— Begin Excerpted data —

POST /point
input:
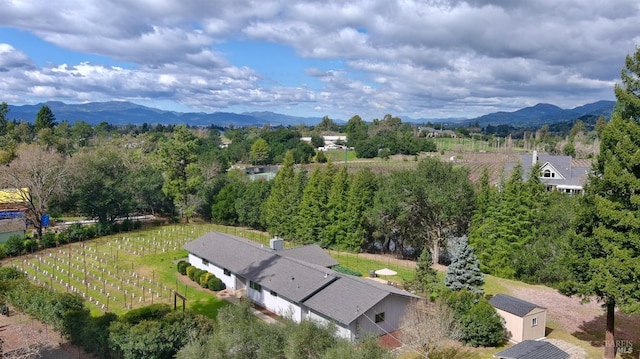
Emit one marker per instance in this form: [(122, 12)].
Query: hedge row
[(202, 277)]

— End Excerpted data —

What you need to do →
Copy out every line of the material above without changing anything, and leave out the picture.

The result →
POST /point
input:
Emit one marker per instance in this form: [(122, 12)].
Query: hedge row
[(202, 277)]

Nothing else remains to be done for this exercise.